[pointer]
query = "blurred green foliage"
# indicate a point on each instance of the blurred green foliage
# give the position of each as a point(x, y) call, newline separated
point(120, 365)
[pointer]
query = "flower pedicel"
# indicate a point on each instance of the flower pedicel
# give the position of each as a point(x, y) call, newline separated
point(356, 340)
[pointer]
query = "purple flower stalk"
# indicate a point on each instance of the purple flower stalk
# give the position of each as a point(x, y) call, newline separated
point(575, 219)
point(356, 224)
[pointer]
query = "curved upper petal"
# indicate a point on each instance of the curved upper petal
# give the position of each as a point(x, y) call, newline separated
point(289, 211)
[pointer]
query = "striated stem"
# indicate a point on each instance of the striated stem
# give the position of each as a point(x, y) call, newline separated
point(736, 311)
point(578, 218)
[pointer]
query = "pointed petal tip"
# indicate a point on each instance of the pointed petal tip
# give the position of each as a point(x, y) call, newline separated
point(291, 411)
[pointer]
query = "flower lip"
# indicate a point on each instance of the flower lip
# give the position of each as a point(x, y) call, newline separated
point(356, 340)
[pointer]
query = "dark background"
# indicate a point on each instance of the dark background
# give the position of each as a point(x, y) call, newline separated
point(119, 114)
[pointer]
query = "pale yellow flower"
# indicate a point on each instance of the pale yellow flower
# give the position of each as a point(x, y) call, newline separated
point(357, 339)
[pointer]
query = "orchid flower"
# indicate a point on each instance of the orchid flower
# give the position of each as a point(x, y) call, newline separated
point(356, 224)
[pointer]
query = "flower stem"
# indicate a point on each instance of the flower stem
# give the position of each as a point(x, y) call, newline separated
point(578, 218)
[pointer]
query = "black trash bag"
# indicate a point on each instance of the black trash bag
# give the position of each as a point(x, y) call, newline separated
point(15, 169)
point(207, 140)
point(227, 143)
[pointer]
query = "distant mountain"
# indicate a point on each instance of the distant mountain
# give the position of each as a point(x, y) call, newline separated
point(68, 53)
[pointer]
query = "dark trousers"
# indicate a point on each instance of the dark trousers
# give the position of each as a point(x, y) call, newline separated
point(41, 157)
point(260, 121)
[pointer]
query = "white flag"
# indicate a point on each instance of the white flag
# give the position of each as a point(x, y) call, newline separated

• Instructions to follow: Each line of the material that includes the string "striated" is to be counted; give only the final number.

• Your solution: 2